_Position identification rows:_
************

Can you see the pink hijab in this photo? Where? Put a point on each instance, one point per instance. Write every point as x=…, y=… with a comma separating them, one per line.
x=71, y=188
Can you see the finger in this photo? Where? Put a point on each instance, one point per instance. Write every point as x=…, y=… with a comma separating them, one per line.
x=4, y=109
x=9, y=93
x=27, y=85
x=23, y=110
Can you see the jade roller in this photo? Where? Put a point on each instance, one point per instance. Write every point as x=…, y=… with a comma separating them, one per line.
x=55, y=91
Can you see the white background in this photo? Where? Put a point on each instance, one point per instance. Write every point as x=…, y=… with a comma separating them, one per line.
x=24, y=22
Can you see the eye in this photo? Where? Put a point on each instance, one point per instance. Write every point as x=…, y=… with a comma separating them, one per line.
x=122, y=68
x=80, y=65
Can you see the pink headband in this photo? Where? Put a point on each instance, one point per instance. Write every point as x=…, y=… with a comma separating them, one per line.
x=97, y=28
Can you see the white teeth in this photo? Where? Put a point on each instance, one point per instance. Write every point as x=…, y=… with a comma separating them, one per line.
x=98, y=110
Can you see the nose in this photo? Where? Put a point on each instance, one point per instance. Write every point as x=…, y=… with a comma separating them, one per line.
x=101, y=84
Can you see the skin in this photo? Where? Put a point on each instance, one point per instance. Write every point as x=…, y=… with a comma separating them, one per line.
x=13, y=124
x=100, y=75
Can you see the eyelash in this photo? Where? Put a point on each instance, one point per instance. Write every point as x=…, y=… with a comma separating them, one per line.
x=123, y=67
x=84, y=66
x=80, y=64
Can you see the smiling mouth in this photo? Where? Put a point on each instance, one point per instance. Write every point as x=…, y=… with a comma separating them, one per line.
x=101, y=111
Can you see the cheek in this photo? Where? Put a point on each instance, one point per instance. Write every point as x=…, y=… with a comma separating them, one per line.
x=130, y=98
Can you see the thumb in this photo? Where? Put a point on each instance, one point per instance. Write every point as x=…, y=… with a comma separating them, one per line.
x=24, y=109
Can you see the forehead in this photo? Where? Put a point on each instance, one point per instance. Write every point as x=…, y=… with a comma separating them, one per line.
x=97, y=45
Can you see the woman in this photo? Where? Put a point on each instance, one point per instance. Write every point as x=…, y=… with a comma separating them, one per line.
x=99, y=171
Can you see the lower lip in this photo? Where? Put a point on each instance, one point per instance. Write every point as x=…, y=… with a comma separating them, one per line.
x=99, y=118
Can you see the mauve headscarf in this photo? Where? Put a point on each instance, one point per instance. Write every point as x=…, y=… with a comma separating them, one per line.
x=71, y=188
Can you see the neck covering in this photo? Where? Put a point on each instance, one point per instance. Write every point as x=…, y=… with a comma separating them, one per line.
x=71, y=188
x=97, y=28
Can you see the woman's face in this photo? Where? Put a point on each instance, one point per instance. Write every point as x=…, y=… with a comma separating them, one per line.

************

_TASK BRIEF:_
Could you copy each of the rows above, word for word and in the same order?

_ANSWER FOR THIS EXERCISE:_
Can you see the pink hijab in this photo? Where? Put a point on each instance, one point per instance. Write every point as x=…, y=… with a comma separating them, one per line.
x=71, y=188
Can you see the finger in this photo? Where? Put a point on each instance, one point per instance. Write every point as x=…, y=… with a comma separating them, one per line.
x=4, y=109
x=9, y=93
x=27, y=85
x=23, y=110
Can you see the jade roller in this photo? Where? Put a point on each instance, one point per instance. Write every point as x=…, y=… with a comma separating them, one per line.
x=55, y=91
Can you see the white background in this photo? Where? Put a point on each instance, one point per instance. Write every point as x=…, y=… with a comma separating them, one per line.
x=24, y=22
Can you see the eye in this photo? Where? Put a point on each instance, one point per instance. Write every point as x=…, y=… with a comma separating them, one per line.
x=122, y=68
x=80, y=65
Can you see the pink headband in this photo? Where? Put a point on each instance, one point per instance. Write every point as x=…, y=… with a comma separating them, one per line.
x=97, y=28
Can you see the white teeth in this photo? Where? Put a point on each instance, one point per instance. Write every point as x=…, y=… with a comma separating them, one per line.
x=98, y=110
Can you see the nose in this photo? Where? Put a point on each instance, one point per instance. Write every point as x=…, y=… with a comma separating them, one per line.
x=101, y=84
Can you see the skin in this photo? Where? Put a point on each instance, one point per instance. Write every point as x=…, y=… with a comma separating them, one per line.
x=13, y=124
x=100, y=75
Can you see the eyelash in this photo? Where? Put a point on each instance, one point per instance. Write every point as x=…, y=… with a comma separating them, one per line.
x=123, y=67
x=84, y=66
x=80, y=64
Can you see the smiling mouth in this photo? Where? Put a point on each instance, one point per instance. Write every point as x=…, y=… with a comma separating them, one per line.
x=101, y=111
Can you see the cheek in this photo? Where? Put a point on each instance, one point per instance. Write every point as x=…, y=… with a comma separating them, one per line.
x=130, y=98
Can you see the thumb in this photo? Where? Put a point on each instance, one point per instance. Write every point as x=…, y=… with a comma separating them, one per line.
x=24, y=109
Can you see the forehead in this photo? Where? Put a point on each instance, one point per instance. Write every point as x=…, y=… with a comma separating them, one per line.
x=97, y=45
Can you see the woman in this photo? Where? Put a point on each instance, one point per instance. Write every point as x=…, y=… with a comma separating them, one per line.
x=99, y=171
Can you see the lower lip in this photo? Where? Put a point on each instance, one point per instance. Write every point as x=…, y=… with a comma separating them, one per line.
x=99, y=118
Can you see the mauve headscarf in this photo? Where? Put a point on each instance, one point per instance. Write every point as x=…, y=… with a comma separating them, one per line.
x=71, y=188
Can you see the neck covering in this photo? Where? Put a point on each instance, one point per instance. Write every point as x=…, y=… with a comma separating them, one per line.
x=71, y=188
x=97, y=28
Can you see the woman's face in this photo? Where? Put a point on each instance, one point per instance. Write every point as x=…, y=… with a comma separating them, one per line.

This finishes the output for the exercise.